* ЧАСТИ УПРАЖНЕНИЯ:
A - Что, согласно речи о группе «Перевал», эта группа воспитывала в литературе помимо политического разложения?
B - Перепишите дословно отрывок из речи о группе «Перевал»: всё от слов «Сегодняшнее оборонное совещание» и ниже вплоть до слов «продолжаться в творчестве.».

Сегодняшнее оборонное совещание является и событием моей личной жизни, потому что на нем очень много и хорошо говорили о моей мните.
Но в день успеха я не могу, не должен забывать, что не всегда в моей литературной жизни меня сопровождал такой успех.
Я начал с ошибок и работал одно время плохо, неверно. Я начал свою литературную жизнь, путаясь в ‘Перевале’.
Мое счастье, что я быстро ушел оттуда, быстро порвал с этой группировкой, политическая характеристика которой нам известна.
Уйти из ‘Перевала’, порвать с его людьми и его идеями было лишь началом дела. Сойти с определенной политической линии, порвать с ее людьми — еще не значит противопоставить себя им, и борьба моя с этим влиянием должна была продолжаться в творчестве.
Уехав в Туркмению после выхода из ‘Перевала’, я написал книги о Средней Азии, и, написав их, я понял, что влияние ‘перевальских’ идей неощутимо еще гнездилось в творческом комплексе моих идей. Помимо политического разложения, ‘Перевал’ воспитывал вялость, инертность в литературе, любовь к малой, своей, — боже упаси, только не общей, а именно своей одиночной теме, теме оригинальной души.

* ИСХОДНЫЙ МАТЕРИАЛ:
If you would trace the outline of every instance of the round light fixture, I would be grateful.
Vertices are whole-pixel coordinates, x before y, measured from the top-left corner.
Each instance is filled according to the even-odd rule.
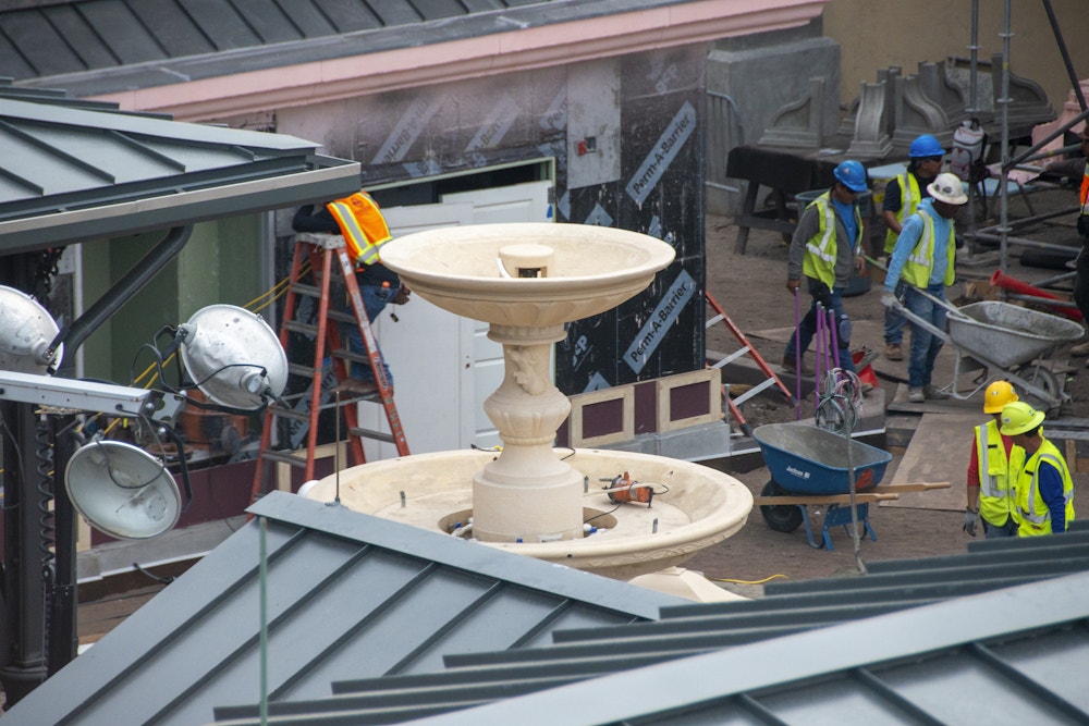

* ОТВЕТЫ ПО ЗАДАНИЯМ:
A - Вялость, инертность и любовь к малой, своей одиночной теме, теме оригинальной души.

B -
Сегодняшнее оборонное совещание является и событием моей личной жизни, потому что на нем очень много и хорошо говорили о моей мните.
Но в день успеха я не могу, не должен забывать, что не всегда в моей литературной жизни меня сопровождал такой успех.
Я начал с ошибок и работал одно время плохо, неверно. Я начал свою литературную жизнь, путаясь в ‘Перевале’.
Мое счастье, что я быстро ушел оттуда, быстро порвал с этой группировкой, политическая характеристика которой нам известна.
Уйти из ‘Перевала’, порвать с его людьми и его идеями было лишь началом дела. Сойти с определенной политической линии, порвать с ее людьми — еще не значит противопоставить себя им, и борьба моя с этим влиянием должна была продолжаться в творчестве.